[TASK DETAILS]: From the line that holds "Where can the green" to the last line of the data, copy everything exactly; leave out all the rest.

[INFORMATION SHOWN]:
= = = =
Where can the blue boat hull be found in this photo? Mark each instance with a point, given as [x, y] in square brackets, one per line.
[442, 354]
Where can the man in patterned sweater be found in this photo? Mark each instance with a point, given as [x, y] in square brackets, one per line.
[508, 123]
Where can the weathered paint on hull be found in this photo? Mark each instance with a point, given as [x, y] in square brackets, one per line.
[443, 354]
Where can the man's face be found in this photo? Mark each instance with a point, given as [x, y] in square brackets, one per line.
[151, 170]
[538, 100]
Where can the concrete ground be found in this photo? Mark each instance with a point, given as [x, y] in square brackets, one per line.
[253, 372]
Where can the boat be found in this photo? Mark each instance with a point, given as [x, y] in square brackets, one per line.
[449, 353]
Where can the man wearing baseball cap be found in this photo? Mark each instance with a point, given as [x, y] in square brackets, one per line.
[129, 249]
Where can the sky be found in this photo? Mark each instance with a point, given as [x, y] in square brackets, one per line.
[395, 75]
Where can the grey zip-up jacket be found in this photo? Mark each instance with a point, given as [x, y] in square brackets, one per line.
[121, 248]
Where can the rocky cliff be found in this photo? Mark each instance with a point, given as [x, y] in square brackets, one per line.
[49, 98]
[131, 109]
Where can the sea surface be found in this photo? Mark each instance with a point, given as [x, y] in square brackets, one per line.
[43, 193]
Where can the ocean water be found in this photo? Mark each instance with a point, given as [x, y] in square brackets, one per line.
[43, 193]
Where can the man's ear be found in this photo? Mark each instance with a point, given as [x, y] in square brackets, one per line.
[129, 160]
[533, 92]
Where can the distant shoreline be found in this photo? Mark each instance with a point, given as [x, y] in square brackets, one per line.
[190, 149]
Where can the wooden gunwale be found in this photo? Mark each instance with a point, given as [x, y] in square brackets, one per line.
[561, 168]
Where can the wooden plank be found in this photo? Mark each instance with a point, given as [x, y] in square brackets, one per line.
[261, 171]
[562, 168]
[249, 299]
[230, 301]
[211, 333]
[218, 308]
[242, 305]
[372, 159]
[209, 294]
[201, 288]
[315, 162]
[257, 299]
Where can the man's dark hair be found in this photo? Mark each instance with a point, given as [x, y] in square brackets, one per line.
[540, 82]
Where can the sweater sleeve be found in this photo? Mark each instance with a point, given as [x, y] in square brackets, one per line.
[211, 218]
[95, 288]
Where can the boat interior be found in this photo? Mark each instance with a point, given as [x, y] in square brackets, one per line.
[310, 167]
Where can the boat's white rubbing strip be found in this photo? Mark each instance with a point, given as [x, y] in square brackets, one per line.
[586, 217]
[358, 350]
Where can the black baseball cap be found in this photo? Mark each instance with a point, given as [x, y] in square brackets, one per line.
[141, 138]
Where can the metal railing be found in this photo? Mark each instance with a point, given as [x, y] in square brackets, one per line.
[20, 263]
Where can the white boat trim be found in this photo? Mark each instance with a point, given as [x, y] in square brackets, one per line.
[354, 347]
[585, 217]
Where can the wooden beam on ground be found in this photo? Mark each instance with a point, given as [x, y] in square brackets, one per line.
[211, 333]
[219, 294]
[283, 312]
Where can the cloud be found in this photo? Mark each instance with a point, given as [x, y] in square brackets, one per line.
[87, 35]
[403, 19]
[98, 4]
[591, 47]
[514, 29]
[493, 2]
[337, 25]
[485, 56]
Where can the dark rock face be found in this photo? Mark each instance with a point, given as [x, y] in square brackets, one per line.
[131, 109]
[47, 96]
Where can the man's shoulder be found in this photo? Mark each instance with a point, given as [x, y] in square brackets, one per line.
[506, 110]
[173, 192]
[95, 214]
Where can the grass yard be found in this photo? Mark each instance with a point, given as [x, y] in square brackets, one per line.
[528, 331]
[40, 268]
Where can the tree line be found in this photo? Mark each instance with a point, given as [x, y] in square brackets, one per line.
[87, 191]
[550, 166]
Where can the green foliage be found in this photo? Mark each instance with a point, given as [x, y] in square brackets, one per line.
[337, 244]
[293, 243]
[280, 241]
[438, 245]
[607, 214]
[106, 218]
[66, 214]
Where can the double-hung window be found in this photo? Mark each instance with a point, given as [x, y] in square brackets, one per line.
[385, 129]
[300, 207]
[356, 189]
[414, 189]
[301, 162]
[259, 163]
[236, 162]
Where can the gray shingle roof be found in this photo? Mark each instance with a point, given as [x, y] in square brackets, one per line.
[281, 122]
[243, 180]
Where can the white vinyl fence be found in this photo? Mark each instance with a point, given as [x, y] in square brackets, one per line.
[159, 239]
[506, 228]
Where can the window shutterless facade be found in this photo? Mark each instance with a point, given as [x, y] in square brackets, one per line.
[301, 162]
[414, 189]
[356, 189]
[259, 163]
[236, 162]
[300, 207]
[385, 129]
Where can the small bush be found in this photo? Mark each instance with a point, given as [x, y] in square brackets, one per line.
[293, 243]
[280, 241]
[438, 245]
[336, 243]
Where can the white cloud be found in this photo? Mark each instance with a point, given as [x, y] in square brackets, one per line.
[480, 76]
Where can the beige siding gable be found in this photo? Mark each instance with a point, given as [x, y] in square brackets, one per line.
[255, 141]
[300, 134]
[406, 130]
= = = =
[TASK RESULT]:
Where can the green foliage be found in this photo? Mark each instance with a point, given as [x, y] in square brackets, one per line.
[337, 244]
[293, 243]
[280, 241]
[438, 245]
[607, 214]
[106, 218]
[66, 214]
Where can the double-hung window be found in this photo? Mark each instance with a point, given as [x, y] in square brackets, one per line.
[385, 129]
[300, 207]
[356, 189]
[414, 189]
[301, 162]
[259, 163]
[236, 162]
Where can the gray shingle roof be found in this photo? Mark each instance with a point, given as [x, y] in square brackets, one per line.
[281, 122]
[243, 180]
Where can the white vinyl fence be found in this photo? Mark each instance with a point, given as [x, y] in square brackets, one per line.
[159, 239]
[506, 228]
Where can the window shutterless facade be found in this photo? Mark each instance with a point, given as [x, y] in square brackets, one per line.
[301, 162]
[414, 189]
[356, 189]
[259, 163]
[236, 162]
[300, 207]
[385, 129]
Where can the small bush be found in this photo? Mark each instance with a point, given as [x, y] in square brackets, one per line.
[293, 243]
[280, 241]
[438, 245]
[336, 243]
Where can the white cloud be found in this photo? Mark each instance with a point, given as [x, y] in square brackets, one per line.
[480, 76]
Where can the beige siding gable be found in this photo? Mark each instance with a point, given as [x, y] in square brackets, one per line.
[255, 141]
[300, 134]
[406, 130]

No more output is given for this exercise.